__EXTRACT TO READ__.
+ + + + + + +

Here’s the future of college: Most degrees will be granted online, the best teachers will become rock stars, and eventually students become largely untethered. They will demand that universities let them mix and match courses from any school.
The prototypes for this can be found in the hit-driven economies of college sports and the movie business. Top football and basketball coaches now get multi million dollar salaries, because the universities make many times that in revenue from athletic programs. Great teachers are as rare as winning coaches. The only difference is that until now there has been no way to capitalize on teachers, because unlike TV contracts for basketball games, traditional classes don’t scale very well. The biggest lecture halls can hold no more than 1500 people or so, and, perversely, many students who are present have little or no interest in the subject no matter how brilliant the lecturer. Like non-sequel hit movies, finding great teachers is a process that cannot be replicated reliably. The only way to find them will be to hire en masse and exploit the very few who become hitmakers.

+ + + + + + +

__COLLECTED DATA__.
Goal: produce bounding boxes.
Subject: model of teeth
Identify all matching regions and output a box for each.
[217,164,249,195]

+ + + + + + +

__YOUR TASKS__.
a: In the passage on the future of college, transcribe the text between "Here’s the future" and "from any school.", inclusive.
b: Answer these questions about the passage on the future of college:
(i) How does the passage say most degrees will be granted?
(ii) About how many people can the biggest lecture halls hold?
(iii) What do top football and basketball coaches now get paid?
c: Continue the passage on the future of college, picking up after its final sentence.

__OUTPUTS FOR THE TASKS__.
a:
Here’s the future of college: Most degrees will be granted online, the best teachers will become rock stars, and eventually students become largely untethered. They will demand that universities let them mix and match courses from any school.

b:
(i) Online.
(ii) No more than 1500 or so.
(iii) Multi million dollar salaries.

c:
Freemium U
It appears that the best way for colleges to generate revenue online will be the freemium model. Anyone can view videos of the courses and perhaps participate on the message board at no charge. To get class credit and a teaching assistant to hand-grade the work that can’t be graded via software, you’ll need to pay. To get the teacher to grade your papers, you’ll have to pay much, much more. But as Pat Quilter of Quilter Labs says, “Who knows? Maybe students would actually take courses, life-long, to learn, instead of just to get a degree.” Zany thought.
If the universities are smart they will share this revenue with the teachers. Most American students won’t choose the pay-for-office-hours option, but it will be a high-priced add-on that will still generate significant revenue from wealthy Chinese and Russian parents who are accustomed to paying obscene amounts in bribes to officials at every level in the bureaucracy just to get baseline services. In Shanghai some kindergarten teachers are demanding $10,000 “gifts” for school admission. How much do you think those parents will pay for the top MBA faculty at Wharton to tutor their baby plutocrat-to-be?
The Hit-Driven University
It’s the rock star teachers that will prove to be the most interesting case, and by far the most lucrative for the university. All online classes will be reviewed and scored at closely followed ratings sites whose popularity will dwarf that of the fatally flawed but currently influential US News and World Report’s college ratings guide.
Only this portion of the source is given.